» Goals
(1) Decide whether each statement agrees with the excerpt on STGCs, answering yes or no and quoting the deciding words from the excerpt. (a) The STGC shown in Figure 4 has period 60. (b) For length-5 period-30 codes, only 13 sequences generate STGCs. (c) The speed-up algorithm from Yan and Wang is sufficient for length-6 codes.
(2) In the records, swap "individual lines" for "separate lines" and leave everything else the same. Cover everything from the start of the records down to and including the line containing "xmin=552 ymin=226 xmax=573 ymax=257", and give back only those lines.

The only difference of self-dual necklace ordering STGCs from necklace ordering STGCs is the seed codes should be self-dual words. Since the last n bits of a length 2n self-dual word are redundant, self-dual necklace ordering STGCs are the special case of necklace ordering after deleting these redundant information. Therefore, the reading heads are distributed along the half of the coding disc (the reading heads on the other half are deleted), and the interval is also evenly distributed. Figure 4 shows the disc pattern and reading head distribution of a length-6 period-60 self-dual necklace ordering STGC with generating sequence [13, 3, 6, 2, 6, 13, 3, 6, 2, 6] and head interval [5, 5, 5, 5, 35].

The generating sequence of a self-dual necklace ordering STGC is also self-dual; thus, each reading head has two positions where it can be arranged, which are 180° apart. Therefore, five new head intervals [5, 5, 5, 10, 25], [5, 5, 10, 5, 20, 15], [5, 5, 15, 20, 5, 10], [5, 10, 10, 15, 10, 10], and [5, 15, 5, 15, 5, 15], which can also construct STGCs with the same generating sequence shown in Figure 4, are available. These transformed STGCs from self-dual necklace ordering are the only published codes with non-k-spaced heads.

3. STGCs with Non-k-Spaced Head

3.1. Complete Solution of Length-6 STGCs

Necklace and self-dual necklace ordering are the only known structures of STGCs. The main open problem for STGCs was proposed by Etzion regarding the presence of STGCs with non-k-spaced heads except the transformed codes from self-dual necklace orderings [21,22,23]. A computer program was used in searching the complete solution of length-n STGCs based only on the definition of STGCs to find new words.

STGCs are rare among binary codes. For length-5 period-30 codes, $2^{30}$ sequences can possibly be the generating sequences; however, only 13 sequences generate STGCs. In view of complex computation time, Yan and Wang proposed a speed-up algorithm to obtain the complete solution for length-5 STGCs [32]. However, this algorithm is insufficient for length-6 codes. Thus, we propose three constraints to identify the impossible generating sequences rapidly and finally find the complete solution for length-6 STGCs.

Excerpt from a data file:
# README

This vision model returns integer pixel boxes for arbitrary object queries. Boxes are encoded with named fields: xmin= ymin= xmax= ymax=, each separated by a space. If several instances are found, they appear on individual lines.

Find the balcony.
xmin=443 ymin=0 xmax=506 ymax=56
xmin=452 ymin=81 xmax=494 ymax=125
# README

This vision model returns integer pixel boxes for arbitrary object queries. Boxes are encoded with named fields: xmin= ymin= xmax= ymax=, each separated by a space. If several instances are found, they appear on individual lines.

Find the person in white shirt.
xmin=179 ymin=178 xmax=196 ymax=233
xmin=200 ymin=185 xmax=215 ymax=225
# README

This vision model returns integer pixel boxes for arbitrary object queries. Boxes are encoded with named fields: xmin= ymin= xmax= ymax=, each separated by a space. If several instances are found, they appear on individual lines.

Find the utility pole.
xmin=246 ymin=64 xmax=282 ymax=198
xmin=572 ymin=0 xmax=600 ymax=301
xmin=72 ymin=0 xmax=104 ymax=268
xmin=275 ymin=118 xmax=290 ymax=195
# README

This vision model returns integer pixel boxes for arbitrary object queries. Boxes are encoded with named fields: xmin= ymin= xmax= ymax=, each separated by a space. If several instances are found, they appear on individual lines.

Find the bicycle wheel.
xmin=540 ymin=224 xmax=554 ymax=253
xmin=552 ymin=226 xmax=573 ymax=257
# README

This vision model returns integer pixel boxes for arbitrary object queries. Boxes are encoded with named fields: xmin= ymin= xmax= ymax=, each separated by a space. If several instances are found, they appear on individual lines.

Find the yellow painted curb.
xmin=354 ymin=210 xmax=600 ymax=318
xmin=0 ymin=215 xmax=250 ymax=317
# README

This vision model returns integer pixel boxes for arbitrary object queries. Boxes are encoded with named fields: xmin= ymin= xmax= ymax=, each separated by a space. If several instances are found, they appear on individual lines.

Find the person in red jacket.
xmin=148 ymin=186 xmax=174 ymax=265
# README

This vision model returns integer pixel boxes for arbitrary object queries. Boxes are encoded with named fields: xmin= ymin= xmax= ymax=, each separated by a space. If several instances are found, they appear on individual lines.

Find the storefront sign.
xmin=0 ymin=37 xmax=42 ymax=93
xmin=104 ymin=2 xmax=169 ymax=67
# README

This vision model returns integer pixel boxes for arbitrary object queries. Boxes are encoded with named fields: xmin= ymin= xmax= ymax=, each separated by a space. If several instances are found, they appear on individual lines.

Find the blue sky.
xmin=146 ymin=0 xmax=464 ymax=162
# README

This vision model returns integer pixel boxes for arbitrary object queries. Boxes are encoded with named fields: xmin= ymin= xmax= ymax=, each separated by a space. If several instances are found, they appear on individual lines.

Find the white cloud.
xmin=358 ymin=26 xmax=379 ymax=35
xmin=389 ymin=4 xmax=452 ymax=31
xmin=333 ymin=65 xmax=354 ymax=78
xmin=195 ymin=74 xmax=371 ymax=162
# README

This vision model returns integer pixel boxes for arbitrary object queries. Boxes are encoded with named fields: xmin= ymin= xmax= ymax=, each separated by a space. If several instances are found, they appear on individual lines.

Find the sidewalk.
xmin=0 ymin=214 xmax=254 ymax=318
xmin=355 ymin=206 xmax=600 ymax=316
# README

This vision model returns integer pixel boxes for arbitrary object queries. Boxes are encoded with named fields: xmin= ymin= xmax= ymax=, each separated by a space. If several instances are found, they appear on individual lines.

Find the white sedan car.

» The replies
(1)
(a) Yes: "a length-6 period-60 self-dual necklace ordering STGC"
(b) Yes: "only 13 sequences generate STGCs"
(c) No: "However, this algorithm is insufficient for length-6 codes."

(2)
# README

This vision model returns integer pixel boxes for arbitrary object queries. Boxes are encoded with named fields: xmin= ymin= xmax= ymax=, each separated by a space. If several instances are found, they appear on separate lines.

Find the balcony.
xmin=443 ymin=0 xmax=506 ymax=56
xmin=452 ymin=81 xmax=494 ymax=125
# README

This vision model returns integer pixel boxes for arbitrary object queries. Boxes are encoded with named fields: xmin= ymin= xmax= ymax=, each separated by a space. If several instances are found, they appear on separate lines.

Find the person in white shirt.
xmin=179 ymin=178 xmax=196 ymax=233
xmin=200 ymin=185 xmax=215 ymax=225
# README

This vision model returns integer pixel boxes for arbitrary object queries. Boxes are encoded with named fields: xmin= ymin= xmax= ymax=, each separated by a space. If several instances are found, they appear on separate lines.

Find the utility pole.
xmin=246 ymin=64 xmax=282 ymax=198
xmin=572 ymin=0 xmax=600 ymax=301
xmin=72 ymin=0 xmax=104 ymax=268
xmin=275 ymin=118 xmax=290 ymax=195
# README

This vision model returns integer pixel boxes for arbitrary object queries. Boxes are encoded with named fields: xmin= ymin= xmax= ymax=, each separated by a space. If several instances are found, they appear on separate lines.

Find the bicycle wheel.
xmin=540 ymin=224 xmax=554 ymax=253
xmin=552 ymin=226 xmax=573 ymax=257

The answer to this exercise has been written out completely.